+++ Supplied material
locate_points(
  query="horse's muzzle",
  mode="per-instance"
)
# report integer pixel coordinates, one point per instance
++++++
**Exercise prompt**
Switch "muzzle" to "nose" in the lines above and write them out again, keeping everything else as it is.

**Task solution**
locate_points(
  query="horse's nose",
  mode="per-instance"
)
# report integer pixel coordinates, one point per instance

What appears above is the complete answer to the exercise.